## [SHORT PROBLEM]
Copy every one of the entries below word for word, with no changes.

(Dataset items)
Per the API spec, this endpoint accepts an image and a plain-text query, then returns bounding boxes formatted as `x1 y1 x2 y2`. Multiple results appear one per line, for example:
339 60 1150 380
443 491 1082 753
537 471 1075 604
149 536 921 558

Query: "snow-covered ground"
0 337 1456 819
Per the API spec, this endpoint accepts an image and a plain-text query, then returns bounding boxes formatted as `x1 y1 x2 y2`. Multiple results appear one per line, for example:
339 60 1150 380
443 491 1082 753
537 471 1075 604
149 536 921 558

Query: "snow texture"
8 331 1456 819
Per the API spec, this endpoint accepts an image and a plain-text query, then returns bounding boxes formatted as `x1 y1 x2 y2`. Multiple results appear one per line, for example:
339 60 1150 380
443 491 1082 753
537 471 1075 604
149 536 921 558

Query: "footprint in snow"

## [TASK SOLUTION]
Per the API spec, this endpoint accepts an image and a plain-text query, then returns bounding boxes formatted as `x1 y1 x2 y2`. Multiple results appear one per line, for example:
339 60 1150 380
443 491 1082 753
537 471 1075 604
149 536 921 558

Query: "snow-covered ground"
0 337 1456 819
Per the API spec, this endpoint accepts an image and a plain-text query, then returns bounding boxes formatted as `x1 y1 x2 y2`. Multiple results appear one per line, for example:
339 60 1150 380
443 491 1082 753
537 471 1075 604
149 536 921 558

Query: "snow texture"
8 331 1456 819
Per the API spec, this endpoint accepts an image and a plain-text query, then returns bounding boxes formatted as `x1 y1 x2 y2`. Multiple results appear one per line, for example:
339 60 1150 380
443 491 1082 753
537 471 1075 604
149 536 921 558

Query: "footprint in snow"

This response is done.